Dubai: Oscar-winning Hollywood actor Will Smith didn’t begin his session at the Sharjah International Book Fair 2025 by talking about movies or fame. Instead, he started with a confession: he has been trying to reclaim himself.

“Suddenly, we wake up one day and our self-esteem depends on other people saying we’re good enough,” he told an auditorium filled with fans who had squeezed into the Expo Center to hear him speak.

“For me over the past couple of years, it has been the process of taking back my self-esteem from the world.”

That tone — introspective, vulnerable and unexpectedly philosophical — shaped his entire conversation.

The audience, who had already erupted into cheers when Smith appeared in a white shirt and warm grin, quickly realised this was not going to be a simple celebrity Q&A. It was closer to a public reckoning, one shaped by the years he described as “quiet transformation.”

At the core of that transformation was a book he didn’t initially expect to change him: his 2021 memoir Will. What he thought would be a documentation of his journey became, instead, a mirror.

The cast and crew of 'Bad Boys: Do Or Die' in Dubai. Director Bilall Falah, actor Will Smith, actor Martin Lawrence, and director Adil El Arbi

“Getting to know myself and having to be honest with myself about who I am versus who I thought I was is a humbling experience,” he said. Writing forced him into corners of his personality he’d avoided. It also gave him a new mission: “I encourage everyone to write your story. It is such an enlightening process, to use words to write what you are experiencing.”

### REQUIRED ACTIONS
1. Please output the passage of the Will Smith article starting at "Dubai: Oscar-winning Hollywood" and ending at "to reclaim himself.".
2. Decide whether each statement agrees with the Will Smith article, answering yes or no and quoting the deciding words: (a) Smith opened his session by talking about his movies. (b) Smith's memoir Will came out in 2021. (c) Smith appeared on stage in a white shirt.

### RECORD EXTRACTS
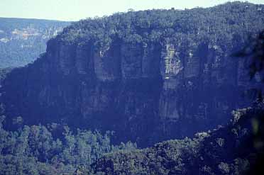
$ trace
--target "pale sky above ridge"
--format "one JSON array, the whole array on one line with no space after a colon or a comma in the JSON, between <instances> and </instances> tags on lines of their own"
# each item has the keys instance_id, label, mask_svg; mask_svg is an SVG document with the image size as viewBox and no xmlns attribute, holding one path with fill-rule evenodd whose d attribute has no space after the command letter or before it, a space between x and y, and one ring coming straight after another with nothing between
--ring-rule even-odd
<instances>
[{"instance_id":1,"label":"pale sky above ridge","mask_svg":"<svg viewBox=\"0 0 264 175\"><path fill-rule=\"evenodd\" d=\"M79 21L87 17L109 16L153 9L185 9L209 7L228 0L0 0L0 17ZM264 0L248 0L264 4Z\"/></svg>"}]
</instances>

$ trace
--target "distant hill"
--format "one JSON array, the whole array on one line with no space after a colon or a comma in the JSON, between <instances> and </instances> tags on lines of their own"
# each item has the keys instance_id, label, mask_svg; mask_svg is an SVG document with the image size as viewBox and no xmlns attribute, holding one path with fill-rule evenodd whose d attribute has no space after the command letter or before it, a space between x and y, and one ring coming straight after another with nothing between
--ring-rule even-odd
<instances>
[{"instance_id":1,"label":"distant hill","mask_svg":"<svg viewBox=\"0 0 264 175\"><path fill-rule=\"evenodd\" d=\"M74 23L2 81L6 128L21 116L28 125L113 130L116 143L145 147L225 125L260 83L231 55L264 29L263 9L233 2Z\"/></svg>"},{"instance_id":2,"label":"distant hill","mask_svg":"<svg viewBox=\"0 0 264 175\"><path fill-rule=\"evenodd\" d=\"M46 42L70 22L0 18L0 68L23 66L45 52Z\"/></svg>"}]
</instances>

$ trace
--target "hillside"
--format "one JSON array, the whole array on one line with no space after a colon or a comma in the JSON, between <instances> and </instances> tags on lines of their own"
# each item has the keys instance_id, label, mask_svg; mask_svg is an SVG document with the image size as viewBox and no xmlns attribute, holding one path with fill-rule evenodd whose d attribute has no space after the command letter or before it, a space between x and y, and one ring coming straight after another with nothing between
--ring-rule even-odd
<instances>
[{"instance_id":1,"label":"hillside","mask_svg":"<svg viewBox=\"0 0 264 175\"><path fill-rule=\"evenodd\" d=\"M6 128L67 123L115 131L140 147L224 125L247 106L243 60L231 55L264 28L260 5L233 2L87 19L48 42L45 53L13 70L0 101Z\"/></svg>"},{"instance_id":2,"label":"hillside","mask_svg":"<svg viewBox=\"0 0 264 175\"><path fill-rule=\"evenodd\" d=\"M0 18L0 68L24 66L45 52L46 42L69 22Z\"/></svg>"},{"instance_id":3,"label":"hillside","mask_svg":"<svg viewBox=\"0 0 264 175\"><path fill-rule=\"evenodd\" d=\"M263 107L261 102L233 111L228 126L197 133L193 139L169 140L144 149L106 154L92 165L94 173L262 174L262 166L257 174L253 171L256 169L258 158L263 155ZM255 125L251 125L253 121Z\"/></svg>"}]
</instances>

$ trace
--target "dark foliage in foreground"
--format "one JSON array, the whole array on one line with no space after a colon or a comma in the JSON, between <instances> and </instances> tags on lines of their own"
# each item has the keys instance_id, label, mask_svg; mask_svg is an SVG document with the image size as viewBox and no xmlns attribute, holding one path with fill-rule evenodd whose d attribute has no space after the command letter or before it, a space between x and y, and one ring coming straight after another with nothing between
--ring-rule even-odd
<instances>
[{"instance_id":1,"label":"dark foliage in foreground","mask_svg":"<svg viewBox=\"0 0 264 175\"><path fill-rule=\"evenodd\" d=\"M13 121L18 129L7 131L4 120L1 116L0 174L73 174L76 169L87 174L90 164L104 154L136 147L131 142L112 145L109 132L78 130L74 134L67 126L55 123L20 128L19 117Z\"/></svg>"},{"instance_id":2,"label":"dark foliage in foreground","mask_svg":"<svg viewBox=\"0 0 264 175\"><path fill-rule=\"evenodd\" d=\"M236 111L227 127L194 139L141 150L110 153L93 165L97 174L244 174L263 152L264 103Z\"/></svg>"}]
</instances>

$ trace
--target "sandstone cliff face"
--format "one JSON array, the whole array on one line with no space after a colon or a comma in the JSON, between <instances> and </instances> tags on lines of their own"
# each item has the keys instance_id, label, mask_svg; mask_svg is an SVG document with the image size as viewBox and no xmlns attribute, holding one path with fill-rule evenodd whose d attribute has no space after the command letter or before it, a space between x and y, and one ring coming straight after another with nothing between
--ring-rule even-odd
<instances>
[{"instance_id":1,"label":"sandstone cliff face","mask_svg":"<svg viewBox=\"0 0 264 175\"><path fill-rule=\"evenodd\" d=\"M7 76L1 113L9 124L20 115L25 124L114 130L116 142L140 146L225 124L247 103L249 79L230 55L263 28L255 9L235 2L81 21Z\"/></svg>"},{"instance_id":2,"label":"sandstone cliff face","mask_svg":"<svg viewBox=\"0 0 264 175\"><path fill-rule=\"evenodd\" d=\"M182 50L181 44L123 42L100 50L51 40L41 58L12 72L17 84L6 80L6 113L29 123L115 130L118 140L142 145L225 123L240 105L238 88L247 80L237 77L244 71L217 45Z\"/></svg>"}]
</instances>

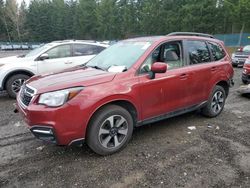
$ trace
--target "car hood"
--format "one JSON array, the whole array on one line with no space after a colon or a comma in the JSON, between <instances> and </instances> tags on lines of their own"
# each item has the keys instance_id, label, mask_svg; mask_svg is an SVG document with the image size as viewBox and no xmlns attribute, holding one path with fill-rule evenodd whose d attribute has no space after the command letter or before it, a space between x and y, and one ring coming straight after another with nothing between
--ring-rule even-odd
<instances>
[{"instance_id":1,"label":"car hood","mask_svg":"<svg viewBox=\"0 0 250 188\"><path fill-rule=\"evenodd\" d=\"M26 62L28 60L30 60L30 58L10 56L10 57L0 58L0 64L4 64L4 65L16 64L16 63Z\"/></svg>"},{"instance_id":2,"label":"car hood","mask_svg":"<svg viewBox=\"0 0 250 188\"><path fill-rule=\"evenodd\" d=\"M91 86L113 80L115 73L94 68L74 68L64 72L34 76L26 83L37 93L44 93L77 86Z\"/></svg>"}]
</instances>

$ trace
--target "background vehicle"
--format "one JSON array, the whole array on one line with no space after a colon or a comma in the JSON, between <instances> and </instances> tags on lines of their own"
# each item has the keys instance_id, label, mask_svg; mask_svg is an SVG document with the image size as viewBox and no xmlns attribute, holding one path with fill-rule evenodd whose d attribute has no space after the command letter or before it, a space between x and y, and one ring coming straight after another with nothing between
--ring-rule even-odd
<instances>
[{"instance_id":1,"label":"background vehicle","mask_svg":"<svg viewBox=\"0 0 250 188\"><path fill-rule=\"evenodd\" d=\"M15 98L25 80L36 74L57 72L84 64L108 45L94 41L55 41L23 56L0 59L0 90Z\"/></svg>"},{"instance_id":2,"label":"background vehicle","mask_svg":"<svg viewBox=\"0 0 250 188\"><path fill-rule=\"evenodd\" d=\"M246 59L246 62L242 71L242 82L244 84L250 83L250 56Z\"/></svg>"},{"instance_id":3,"label":"background vehicle","mask_svg":"<svg viewBox=\"0 0 250 188\"><path fill-rule=\"evenodd\" d=\"M33 77L17 107L36 137L86 140L100 155L124 148L136 126L199 108L216 117L232 84L231 58L212 36L187 35L120 41L85 67Z\"/></svg>"},{"instance_id":4,"label":"background vehicle","mask_svg":"<svg viewBox=\"0 0 250 188\"><path fill-rule=\"evenodd\" d=\"M243 66L246 59L250 55L250 45L243 48L239 48L236 52L232 54L232 64L234 67Z\"/></svg>"}]
</instances>

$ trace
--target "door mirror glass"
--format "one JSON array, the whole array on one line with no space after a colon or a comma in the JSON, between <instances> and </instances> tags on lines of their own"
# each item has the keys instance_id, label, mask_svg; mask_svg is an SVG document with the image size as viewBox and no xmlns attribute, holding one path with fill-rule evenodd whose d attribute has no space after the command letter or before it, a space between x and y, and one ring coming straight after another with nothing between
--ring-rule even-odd
<instances>
[{"instance_id":1,"label":"door mirror glass","mask_svg":"<svg viewBox=\"0 0 250 188\"><path fill-rule=\"evenodd\" d=\"M49 59L49 55L48 54L42 54L40 57L39 57L39 60L43 61L45 59Z\"/></svg>"},{"instance_id":2,"label":"door mirror glass","mask_svg":"<svg viewBox=\"0 0 250 188\"><path fill-rule=\"evenodd\" d=\"M154 79L156 73L165 73L167 71L167 64L162 62L155 62L151 66L150 78Z\"/></svg>"}]
</instances>

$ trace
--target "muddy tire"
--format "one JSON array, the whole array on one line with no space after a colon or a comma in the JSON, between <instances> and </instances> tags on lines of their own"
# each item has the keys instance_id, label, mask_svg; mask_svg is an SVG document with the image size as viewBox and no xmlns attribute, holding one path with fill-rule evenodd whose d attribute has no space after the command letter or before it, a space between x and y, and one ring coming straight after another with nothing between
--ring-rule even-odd
<instances>
[{"instance_id":1,"label":"muddy tire","mask_svg":"<svg viewBox=\"0 0 250 188\"><path fill-rule=\"evenodd\" d=\"M88 146L99 155L122 150L131 139L133 118L124 108L108 105L92 118L87 131Z\"/></svg>"},{"instance_id":2,"label":"muddy tire","mask_svg":"<svg viewBox=\"0 0 250 188\"><path fill-rule=\"evenodd\" d=\"M206 106L201 109L201 113L207 117L216 117L222 112L225 105L225 101L225 89L221 86L216 85Z\"/></svg>"}]
</instances>

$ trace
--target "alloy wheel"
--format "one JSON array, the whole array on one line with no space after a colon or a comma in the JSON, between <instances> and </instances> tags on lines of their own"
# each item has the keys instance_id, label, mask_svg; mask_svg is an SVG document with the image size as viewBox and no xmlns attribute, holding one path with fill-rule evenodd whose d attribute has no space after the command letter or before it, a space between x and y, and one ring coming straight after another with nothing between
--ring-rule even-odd
<instances>
[{"instance_id":1,"label":"alloy wheel","mask_svg":"<svg viewBox=\"0 0 250 188\"><path fill-rule=\"evenodd\" d=\"M128 122L121 115L112 115L105 119L99 129L99 142L108 149L119 147L128 134Z\"/></svg>"},{"instance_id":2,"label":"alloy wheel","mask_svg":"<svg viewBox=\"0 0 250 188\"><path fill-rule=\"evenodd\" d=\"M21 89L21 86L24 84L25 79L16 79L14 82L11 84L12 91L14 93L18 93Z\"/></svg>"},{"instance_id":3,"label":"alloy wheel","mask_svg":"<svg viewBox=\"0 0 250 188\"><path fill-rule=\"evenodd\" d=\"M224 104L225 98L224 95L221 91L217 91L214 93L214 96L212 98L212 110L215 114L220 113L220 111L223 108L223 104Z\"/></svg>"}]
</instances>

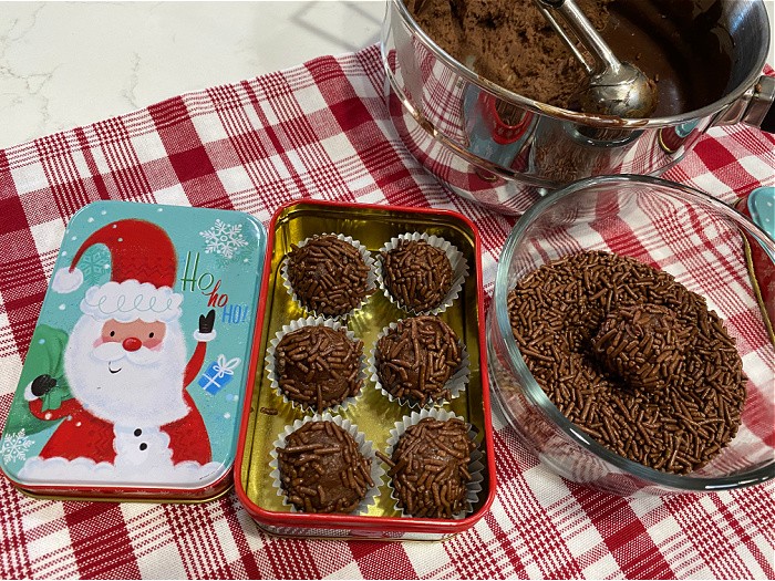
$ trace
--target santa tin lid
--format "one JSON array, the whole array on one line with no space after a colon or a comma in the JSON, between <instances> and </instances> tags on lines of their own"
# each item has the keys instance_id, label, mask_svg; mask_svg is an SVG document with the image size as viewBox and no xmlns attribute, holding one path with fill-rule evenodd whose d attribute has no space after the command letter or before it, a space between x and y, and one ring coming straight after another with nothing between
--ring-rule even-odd
<instances>
[{"instance_id":1,"label":"santa tin lid","mask_svg":"<svg viewBox=\"0 0 775 581\"><path fill-rule=\"evenodd\" d=\"M43 496L204 500L237 448L266 230L238 211L73 216L0 442Z\"/></svg>"}]
</instances>

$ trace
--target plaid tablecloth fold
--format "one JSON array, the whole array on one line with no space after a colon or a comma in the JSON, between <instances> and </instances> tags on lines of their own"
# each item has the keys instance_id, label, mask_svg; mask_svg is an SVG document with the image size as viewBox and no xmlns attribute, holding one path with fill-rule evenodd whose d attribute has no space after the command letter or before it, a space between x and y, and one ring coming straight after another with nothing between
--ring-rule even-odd
<instances>
[{"instance_id":1,"label":"plaid tablecloth fold","mask_svg":"<svg viewBox=\"0 0 775 581\"><path fill-rule=\"evenodd\" d=\"M471 217L492 295L514 219L447 193L395 135L376 46L169 98L0 151L0 421L70 217L97 199L234 208L297 198ZM724 201L775 184L775 139L714 128L665 176ZM234 494L203 505L35 500L0 479L2 578L775 578L772 485L622 499L551 475L495 417L498 494L444 543L280 540Z\"/></svg>"}]
</instances>

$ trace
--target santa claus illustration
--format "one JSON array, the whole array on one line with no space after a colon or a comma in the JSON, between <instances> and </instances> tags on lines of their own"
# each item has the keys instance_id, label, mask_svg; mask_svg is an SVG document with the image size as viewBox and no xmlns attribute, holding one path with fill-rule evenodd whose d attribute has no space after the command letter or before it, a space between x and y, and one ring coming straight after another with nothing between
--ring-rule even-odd
<instances>
[{"instance_id":1,"label":"santa claus illustration","mask_svg":"<svg viewBox=\"0 0 775 581\"><path fill-rule=\"evenodd\" d=\"M56 385L45 374L25 390L34 416L61 422L39 457L28 460L27 471L46 463L112 465L147 478L148 470L206 465L211 460L209 438L186 386L216 336L215 311L199 315L196 349L186 360L183 295L173 291L175 248L162 228L136 219L94 231L71 266L55 272L54 291L82 286L79 260L97 243L111 253L112 280L86 290L68 340L64 374L72 397L44 409L43 398Z\"/></svg>"}]
</instances>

### SOLVED TASKS
1.
Dubai: Oscar-winning Hollywood actor Will Smith didn’t begin his session at the Sharjah International Book Fair 2025 by talking about movies or fame. Instead, he started with a confession: he has been trying to reclaim himself.

2.
(a) No: "didn’t begin his session at the Sharjah International Book Fair 2025 by talking about movies or fame"
(b) Yes: "his 2021 memoir Will"
(c) Yes: "when Smith appeared in a white shirt and warm grin"